→ EXTRACTED TEXT:
23 endpoints, one key, 80 ms median overhead
ByteSpike fans out to 23 model endpoints across image, video, text, and async-job categories — through a single Anthropic-shape API. The interesting question isn't routing; it's the latency budget. Here's how we keep gateway median overhead under 80 ms while still doing OAuth pool stickiness, retry semantics, and per-request quota math.
The budget
When a user calls ByteSpike, we have to do four things before the upstream provider sees the request: validate the key + read the org's quota, pick a sticky OAuth-pool slot, attach observability headers, and serialize the request body to the upstream's specific shape (Anthropic Messages → OpenAI Chat Completions transparency layer, etc.). Then on the way back out: read response headers, increment per-request usage, hash for cache, and reserialize.
Total budget: 80 ms median. Real upstream latency for a typical Claude Sonnet TTFB is 600-1200 ms — so 80 ms is a 7-13% tax. We chose the number after benchmarking three competing gateways and finding the median tax was 130-220 ms. We thought we could do better.
Where the milliseconds went
- Connection pool warmth: ~20 ms saved by keeping per-upstream HTTP/2 connections alive across requests. The first hit to a cold pool member takes that hit; everyone after rides cache.
- Quota math at the edge: the org-level wallet read is the heaviest synchronous step. We pin it to a hot Redis replica colocated with the gateway pod and hold a 30-second-TTL local cache for sub-second checks.
- Sticky pool selection: rather than re-balance per request, we hash the user_id into a pool slot and only re-shard on slot health changes. That trades fairness for predictable latency, and we'd take that trade again.
- Streaming reserialize: we don't buffer the response. Bytes from the upstream get reframed inline (Anthropic SSE → OpenAI SSE if needed) and forwarded. The transformer is a small state machine, not a JSON parser.
Where the milliseconds didn't go
We don't run the request body through a generic gateway. There's no plugin chain, no middleware soup, no schema validator that re-parses every JSON field. Every line of pre-upstream code has a measured contribution to the 80 ms budget. Anything that didn't pull its weight got cut.
What this enables
estimated_credits headers returned at submit time, not after streaming completes. Failure refunds processed inline (5xx → release reserved credits before the response leaves the gateway). Per-model retry semantics that match each upstream's published policy. None of this would fit in a 220 ms budget; it all does in 80.
If you're shipping anything time-sensitive against frontier models, the gateway tax matters more than people think. We're going to keep grinding it down.

→ WHAT YOU WILL DO:
• a. In the ByteSpike post, what median overhead did benchmarking find for the three competing gateways?
• b. Extract the text of the ByteSpike post from "What this enables" up to and including "grinding it down.".
The items that come next have no connection to the ByteSpike post.

Natural-language object grounding data
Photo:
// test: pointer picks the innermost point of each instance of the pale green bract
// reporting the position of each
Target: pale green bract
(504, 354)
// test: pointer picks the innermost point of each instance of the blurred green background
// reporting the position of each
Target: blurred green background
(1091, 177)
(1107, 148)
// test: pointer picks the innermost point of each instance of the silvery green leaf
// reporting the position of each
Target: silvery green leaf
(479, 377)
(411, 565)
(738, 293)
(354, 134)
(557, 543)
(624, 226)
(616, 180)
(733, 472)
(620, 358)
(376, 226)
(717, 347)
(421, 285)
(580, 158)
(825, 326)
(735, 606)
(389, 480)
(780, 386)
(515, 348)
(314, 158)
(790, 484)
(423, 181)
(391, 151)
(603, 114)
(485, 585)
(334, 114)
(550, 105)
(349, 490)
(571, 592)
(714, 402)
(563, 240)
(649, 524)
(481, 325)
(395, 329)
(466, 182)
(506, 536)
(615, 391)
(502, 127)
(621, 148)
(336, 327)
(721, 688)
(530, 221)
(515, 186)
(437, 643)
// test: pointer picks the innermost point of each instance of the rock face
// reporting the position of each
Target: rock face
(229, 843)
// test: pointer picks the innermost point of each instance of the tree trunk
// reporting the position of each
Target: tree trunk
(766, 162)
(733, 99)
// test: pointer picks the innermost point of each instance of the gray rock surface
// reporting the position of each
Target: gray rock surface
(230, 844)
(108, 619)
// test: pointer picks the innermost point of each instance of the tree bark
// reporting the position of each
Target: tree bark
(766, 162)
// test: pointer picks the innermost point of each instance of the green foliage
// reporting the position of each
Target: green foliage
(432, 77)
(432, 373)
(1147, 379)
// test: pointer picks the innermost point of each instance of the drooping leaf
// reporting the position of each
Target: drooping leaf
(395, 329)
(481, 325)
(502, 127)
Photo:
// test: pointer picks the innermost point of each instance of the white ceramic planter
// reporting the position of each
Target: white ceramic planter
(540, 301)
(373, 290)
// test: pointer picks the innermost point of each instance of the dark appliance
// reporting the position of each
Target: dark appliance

→ RESULTS BY TASK:
• a. 130-220 ms

• b.
What this enables
estimated_credits headers returned at submit time, not after streaming completes. Failure refunds processed inline (5xx → release reserved credits before the response leaves the gateway). Per-model retry semantics that match each upstream's published policy. None of this would fit in a 220 ms budget; it all does in 80.
If you're shipping anything time-sensitive against frontier models, the gateway tax matters more than people think. We're going to keep grinding it down.